(Stored data)
● ● ● ● ● ● ●

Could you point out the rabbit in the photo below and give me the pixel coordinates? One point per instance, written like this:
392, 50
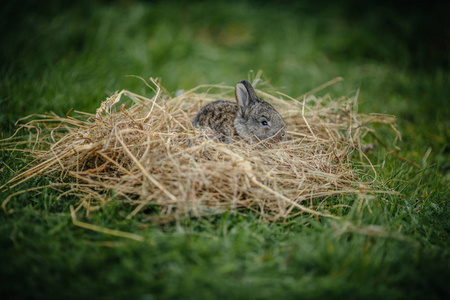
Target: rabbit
250, 118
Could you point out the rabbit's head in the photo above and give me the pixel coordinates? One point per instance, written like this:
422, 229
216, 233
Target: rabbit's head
257, 120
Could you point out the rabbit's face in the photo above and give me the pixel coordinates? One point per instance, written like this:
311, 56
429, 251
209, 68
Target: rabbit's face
260, 122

● ● ● ● ● ● ●

WORK TO COMPLETE:
Write out every one of the lines above word for word, but leave the pictures out.

FINISHED ANSWER:
Could you point out the rabbit in the photo below and give me the pixel coordinates? One point per instance, written like this:
392, 50
Target: rabbit
250, 118
Could you point out the rabbit's head in the photo above and give me the pixel coordinates? One point per instance, written like this:
422, 229
216, 233
Target: rabbit's head
257, 120
Could you point out the rabbit's face in the photo above and give me the pixel coordinates? One point per instance, written like this:
311, 56
429, 251
209, 68
Target: rabbit's face
260, 122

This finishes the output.